- _Assignment_: Please count the lines in the entries below that contain the string "clicks", and reply with that number only.

** Opening Supplied records block **

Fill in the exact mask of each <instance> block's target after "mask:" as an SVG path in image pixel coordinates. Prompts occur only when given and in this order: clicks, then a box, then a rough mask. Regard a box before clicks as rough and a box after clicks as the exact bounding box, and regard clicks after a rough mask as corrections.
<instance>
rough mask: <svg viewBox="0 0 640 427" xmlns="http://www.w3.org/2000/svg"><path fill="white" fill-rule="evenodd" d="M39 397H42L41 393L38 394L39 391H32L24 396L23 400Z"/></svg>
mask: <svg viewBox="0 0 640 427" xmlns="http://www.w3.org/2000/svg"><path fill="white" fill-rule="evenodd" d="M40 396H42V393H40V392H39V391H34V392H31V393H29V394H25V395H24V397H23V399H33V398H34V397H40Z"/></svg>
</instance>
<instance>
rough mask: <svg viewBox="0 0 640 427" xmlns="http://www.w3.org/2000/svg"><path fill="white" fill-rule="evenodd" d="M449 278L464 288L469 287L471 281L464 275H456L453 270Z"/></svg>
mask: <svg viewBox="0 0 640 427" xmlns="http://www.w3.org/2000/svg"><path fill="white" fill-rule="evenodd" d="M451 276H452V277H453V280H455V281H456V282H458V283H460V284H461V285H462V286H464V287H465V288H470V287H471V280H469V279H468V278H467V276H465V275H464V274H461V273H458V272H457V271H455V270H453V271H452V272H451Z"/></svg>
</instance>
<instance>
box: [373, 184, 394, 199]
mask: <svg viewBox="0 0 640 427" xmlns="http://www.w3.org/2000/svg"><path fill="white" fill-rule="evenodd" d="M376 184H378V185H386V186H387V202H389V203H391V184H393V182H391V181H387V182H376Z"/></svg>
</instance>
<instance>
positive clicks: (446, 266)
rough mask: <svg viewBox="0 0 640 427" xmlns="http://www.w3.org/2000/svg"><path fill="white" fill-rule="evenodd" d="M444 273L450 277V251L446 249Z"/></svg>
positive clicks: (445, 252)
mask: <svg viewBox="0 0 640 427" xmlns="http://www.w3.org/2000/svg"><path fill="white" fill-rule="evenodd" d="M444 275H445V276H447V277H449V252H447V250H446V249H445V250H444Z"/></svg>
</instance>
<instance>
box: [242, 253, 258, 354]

** Closing Supplied records block **

- _Your solution_: 3